| Items from the dataset |
■ ■ ■ ■ ■

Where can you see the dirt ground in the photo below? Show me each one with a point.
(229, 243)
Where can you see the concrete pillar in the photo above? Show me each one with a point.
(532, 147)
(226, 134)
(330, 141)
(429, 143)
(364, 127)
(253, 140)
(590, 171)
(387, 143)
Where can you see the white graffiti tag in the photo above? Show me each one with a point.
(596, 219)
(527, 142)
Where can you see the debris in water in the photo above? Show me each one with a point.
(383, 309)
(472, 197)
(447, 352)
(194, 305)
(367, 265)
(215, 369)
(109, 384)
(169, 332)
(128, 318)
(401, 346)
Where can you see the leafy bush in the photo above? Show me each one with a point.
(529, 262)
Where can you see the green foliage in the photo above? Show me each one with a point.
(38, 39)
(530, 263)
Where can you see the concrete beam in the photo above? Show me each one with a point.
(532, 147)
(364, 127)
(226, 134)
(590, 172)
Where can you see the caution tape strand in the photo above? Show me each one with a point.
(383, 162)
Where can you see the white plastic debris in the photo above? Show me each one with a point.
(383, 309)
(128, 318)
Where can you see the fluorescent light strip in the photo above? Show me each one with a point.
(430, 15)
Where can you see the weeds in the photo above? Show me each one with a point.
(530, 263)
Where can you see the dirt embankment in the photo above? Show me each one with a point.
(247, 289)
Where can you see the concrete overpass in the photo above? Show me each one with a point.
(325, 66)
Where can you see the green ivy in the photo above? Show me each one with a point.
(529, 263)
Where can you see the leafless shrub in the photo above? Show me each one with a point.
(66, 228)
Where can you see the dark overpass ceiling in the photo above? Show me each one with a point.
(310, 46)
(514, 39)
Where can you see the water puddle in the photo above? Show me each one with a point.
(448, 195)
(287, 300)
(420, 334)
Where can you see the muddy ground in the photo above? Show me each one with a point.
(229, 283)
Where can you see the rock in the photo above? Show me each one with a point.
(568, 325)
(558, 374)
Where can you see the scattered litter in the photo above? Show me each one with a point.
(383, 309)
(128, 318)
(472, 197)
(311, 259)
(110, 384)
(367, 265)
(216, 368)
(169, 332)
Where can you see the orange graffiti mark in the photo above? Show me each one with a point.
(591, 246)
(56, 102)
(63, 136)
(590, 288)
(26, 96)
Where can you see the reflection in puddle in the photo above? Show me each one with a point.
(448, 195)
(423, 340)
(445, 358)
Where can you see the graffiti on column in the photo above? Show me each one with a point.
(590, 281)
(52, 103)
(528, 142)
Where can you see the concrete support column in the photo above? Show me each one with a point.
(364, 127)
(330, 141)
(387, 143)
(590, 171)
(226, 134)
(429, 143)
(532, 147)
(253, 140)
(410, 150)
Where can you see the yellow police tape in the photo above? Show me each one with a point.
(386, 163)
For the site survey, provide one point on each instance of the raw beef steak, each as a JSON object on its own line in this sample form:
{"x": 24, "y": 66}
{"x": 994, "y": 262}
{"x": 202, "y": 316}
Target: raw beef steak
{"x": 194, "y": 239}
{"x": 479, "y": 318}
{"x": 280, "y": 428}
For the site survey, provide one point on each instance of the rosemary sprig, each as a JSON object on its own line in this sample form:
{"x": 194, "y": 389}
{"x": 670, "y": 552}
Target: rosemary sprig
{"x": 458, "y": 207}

■ ■ ■ ■ ■

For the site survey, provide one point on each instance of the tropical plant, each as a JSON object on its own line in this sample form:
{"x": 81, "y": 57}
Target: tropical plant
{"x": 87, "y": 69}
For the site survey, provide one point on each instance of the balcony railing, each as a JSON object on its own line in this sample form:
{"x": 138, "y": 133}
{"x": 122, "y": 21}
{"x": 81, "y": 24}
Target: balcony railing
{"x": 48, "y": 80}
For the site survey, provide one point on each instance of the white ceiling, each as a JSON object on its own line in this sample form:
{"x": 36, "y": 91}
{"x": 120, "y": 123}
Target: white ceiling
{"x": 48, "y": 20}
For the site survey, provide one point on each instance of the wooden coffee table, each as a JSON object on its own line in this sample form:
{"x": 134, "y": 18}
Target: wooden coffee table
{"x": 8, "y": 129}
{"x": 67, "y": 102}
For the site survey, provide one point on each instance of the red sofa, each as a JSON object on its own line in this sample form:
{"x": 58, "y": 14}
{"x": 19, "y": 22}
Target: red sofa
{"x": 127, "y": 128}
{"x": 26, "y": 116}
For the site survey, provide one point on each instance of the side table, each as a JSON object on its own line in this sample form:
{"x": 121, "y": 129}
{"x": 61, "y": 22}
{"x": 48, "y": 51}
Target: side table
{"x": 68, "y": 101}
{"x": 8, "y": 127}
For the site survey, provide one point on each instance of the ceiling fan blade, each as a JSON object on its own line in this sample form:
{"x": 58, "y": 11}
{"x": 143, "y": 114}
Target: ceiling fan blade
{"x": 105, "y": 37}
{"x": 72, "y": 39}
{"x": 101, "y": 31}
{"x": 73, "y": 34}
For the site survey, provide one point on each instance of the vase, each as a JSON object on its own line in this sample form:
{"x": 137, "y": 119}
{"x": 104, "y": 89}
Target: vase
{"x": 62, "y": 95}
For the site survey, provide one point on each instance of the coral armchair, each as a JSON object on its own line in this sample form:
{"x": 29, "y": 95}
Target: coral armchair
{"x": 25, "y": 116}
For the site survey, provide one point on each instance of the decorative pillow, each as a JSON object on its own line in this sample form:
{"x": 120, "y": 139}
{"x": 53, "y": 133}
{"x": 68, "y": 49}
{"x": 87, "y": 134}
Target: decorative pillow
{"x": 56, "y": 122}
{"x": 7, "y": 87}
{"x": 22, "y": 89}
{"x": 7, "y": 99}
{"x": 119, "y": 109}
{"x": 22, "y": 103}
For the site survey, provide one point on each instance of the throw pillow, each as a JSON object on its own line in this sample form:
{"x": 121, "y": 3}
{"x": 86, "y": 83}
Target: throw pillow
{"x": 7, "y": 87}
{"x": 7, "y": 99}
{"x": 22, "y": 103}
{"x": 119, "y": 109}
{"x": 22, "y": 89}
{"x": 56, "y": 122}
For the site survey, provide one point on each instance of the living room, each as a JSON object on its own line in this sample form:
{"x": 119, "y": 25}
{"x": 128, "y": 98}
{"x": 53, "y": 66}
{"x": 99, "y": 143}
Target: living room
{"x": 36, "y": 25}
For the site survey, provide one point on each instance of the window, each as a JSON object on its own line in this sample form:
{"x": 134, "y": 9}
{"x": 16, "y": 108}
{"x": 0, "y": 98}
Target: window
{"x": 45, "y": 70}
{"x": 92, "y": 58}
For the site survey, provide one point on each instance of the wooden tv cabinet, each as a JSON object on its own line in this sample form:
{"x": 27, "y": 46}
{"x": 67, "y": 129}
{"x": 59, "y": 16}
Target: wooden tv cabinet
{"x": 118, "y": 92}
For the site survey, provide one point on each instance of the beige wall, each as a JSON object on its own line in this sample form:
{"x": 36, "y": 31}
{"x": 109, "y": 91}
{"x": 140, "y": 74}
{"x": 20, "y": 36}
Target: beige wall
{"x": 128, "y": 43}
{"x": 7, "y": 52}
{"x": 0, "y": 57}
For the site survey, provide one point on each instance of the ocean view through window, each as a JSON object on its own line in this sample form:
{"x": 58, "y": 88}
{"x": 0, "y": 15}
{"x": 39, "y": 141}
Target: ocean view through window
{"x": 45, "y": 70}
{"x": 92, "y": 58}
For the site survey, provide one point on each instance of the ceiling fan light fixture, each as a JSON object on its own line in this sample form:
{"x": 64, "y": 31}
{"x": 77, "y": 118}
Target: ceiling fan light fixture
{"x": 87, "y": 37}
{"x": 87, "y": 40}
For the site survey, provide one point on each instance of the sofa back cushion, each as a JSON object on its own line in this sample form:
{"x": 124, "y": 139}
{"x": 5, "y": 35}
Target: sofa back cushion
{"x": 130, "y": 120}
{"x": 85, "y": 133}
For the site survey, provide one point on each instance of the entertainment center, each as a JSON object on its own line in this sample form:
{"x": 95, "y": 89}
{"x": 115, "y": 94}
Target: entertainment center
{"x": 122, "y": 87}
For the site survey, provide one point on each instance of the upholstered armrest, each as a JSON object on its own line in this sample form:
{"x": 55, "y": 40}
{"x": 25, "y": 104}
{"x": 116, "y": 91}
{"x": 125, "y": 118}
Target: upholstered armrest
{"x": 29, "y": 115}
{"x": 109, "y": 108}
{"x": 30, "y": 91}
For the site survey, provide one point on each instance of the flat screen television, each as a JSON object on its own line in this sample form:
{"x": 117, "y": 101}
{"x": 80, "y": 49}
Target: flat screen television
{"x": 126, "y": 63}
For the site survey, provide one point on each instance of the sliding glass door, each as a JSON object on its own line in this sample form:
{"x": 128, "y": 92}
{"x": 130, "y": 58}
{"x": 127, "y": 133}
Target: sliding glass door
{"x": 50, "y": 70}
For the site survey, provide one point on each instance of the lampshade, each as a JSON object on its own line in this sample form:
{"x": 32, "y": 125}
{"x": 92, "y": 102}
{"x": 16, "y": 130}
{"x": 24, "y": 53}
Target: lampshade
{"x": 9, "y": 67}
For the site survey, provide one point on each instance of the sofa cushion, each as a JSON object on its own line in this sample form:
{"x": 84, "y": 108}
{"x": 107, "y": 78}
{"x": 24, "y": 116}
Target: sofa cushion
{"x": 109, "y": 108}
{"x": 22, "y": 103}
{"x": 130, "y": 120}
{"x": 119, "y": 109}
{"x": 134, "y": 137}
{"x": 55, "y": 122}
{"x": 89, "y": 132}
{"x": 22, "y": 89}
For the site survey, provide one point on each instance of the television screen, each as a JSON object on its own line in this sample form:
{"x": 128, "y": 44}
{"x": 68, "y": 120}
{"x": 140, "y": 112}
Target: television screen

■ ■ ■ ■ ■

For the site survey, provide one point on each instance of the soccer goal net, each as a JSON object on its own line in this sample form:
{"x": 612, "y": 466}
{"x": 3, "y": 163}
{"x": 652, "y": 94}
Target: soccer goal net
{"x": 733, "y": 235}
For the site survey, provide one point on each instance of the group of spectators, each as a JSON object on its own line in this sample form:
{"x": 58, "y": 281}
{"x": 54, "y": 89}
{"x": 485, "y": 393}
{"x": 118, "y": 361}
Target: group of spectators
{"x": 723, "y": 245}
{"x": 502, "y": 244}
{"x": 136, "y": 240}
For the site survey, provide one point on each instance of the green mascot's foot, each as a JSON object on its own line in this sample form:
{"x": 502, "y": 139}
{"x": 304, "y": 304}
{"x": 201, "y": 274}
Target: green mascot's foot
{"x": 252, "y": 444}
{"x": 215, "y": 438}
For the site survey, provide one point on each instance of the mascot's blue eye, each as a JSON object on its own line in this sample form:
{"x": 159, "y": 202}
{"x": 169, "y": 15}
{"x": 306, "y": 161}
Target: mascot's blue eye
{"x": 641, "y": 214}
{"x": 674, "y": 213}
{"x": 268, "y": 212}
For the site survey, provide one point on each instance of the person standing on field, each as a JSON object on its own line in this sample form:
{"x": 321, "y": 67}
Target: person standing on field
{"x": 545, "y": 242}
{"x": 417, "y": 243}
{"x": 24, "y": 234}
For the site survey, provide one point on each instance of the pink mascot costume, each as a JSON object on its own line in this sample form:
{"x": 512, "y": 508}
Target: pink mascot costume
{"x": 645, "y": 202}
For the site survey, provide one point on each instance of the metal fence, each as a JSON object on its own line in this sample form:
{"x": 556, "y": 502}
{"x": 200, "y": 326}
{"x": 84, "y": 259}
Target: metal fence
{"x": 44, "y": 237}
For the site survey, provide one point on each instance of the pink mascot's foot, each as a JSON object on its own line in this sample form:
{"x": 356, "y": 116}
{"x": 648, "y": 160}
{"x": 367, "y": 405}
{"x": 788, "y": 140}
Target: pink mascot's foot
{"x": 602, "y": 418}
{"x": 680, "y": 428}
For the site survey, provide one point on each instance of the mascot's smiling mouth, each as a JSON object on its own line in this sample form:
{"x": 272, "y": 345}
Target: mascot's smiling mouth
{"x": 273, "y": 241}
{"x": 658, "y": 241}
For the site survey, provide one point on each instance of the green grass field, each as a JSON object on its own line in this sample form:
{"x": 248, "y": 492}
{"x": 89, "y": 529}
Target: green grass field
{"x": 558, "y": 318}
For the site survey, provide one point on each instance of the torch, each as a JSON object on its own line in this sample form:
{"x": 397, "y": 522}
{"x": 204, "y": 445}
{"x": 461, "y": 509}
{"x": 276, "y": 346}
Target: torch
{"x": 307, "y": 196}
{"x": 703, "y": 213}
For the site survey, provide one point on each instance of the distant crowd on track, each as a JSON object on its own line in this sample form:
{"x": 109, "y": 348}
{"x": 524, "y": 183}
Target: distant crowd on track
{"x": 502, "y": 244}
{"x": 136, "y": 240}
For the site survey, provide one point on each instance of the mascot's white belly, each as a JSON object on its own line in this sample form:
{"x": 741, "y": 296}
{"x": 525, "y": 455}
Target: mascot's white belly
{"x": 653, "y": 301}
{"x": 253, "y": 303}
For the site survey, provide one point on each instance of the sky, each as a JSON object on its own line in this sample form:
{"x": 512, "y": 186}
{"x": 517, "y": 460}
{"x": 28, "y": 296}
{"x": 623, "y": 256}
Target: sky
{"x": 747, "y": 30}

■ ■ ■ ■ ■

| Work required |
Gather every line in the listing above that contains the string "entertainment", and copy each one out in full.

| Written solution |
For the site survey, provide one point on each instance of the entertainment center, each as a JSON object on its own line in this sample form:
Target: entertainment center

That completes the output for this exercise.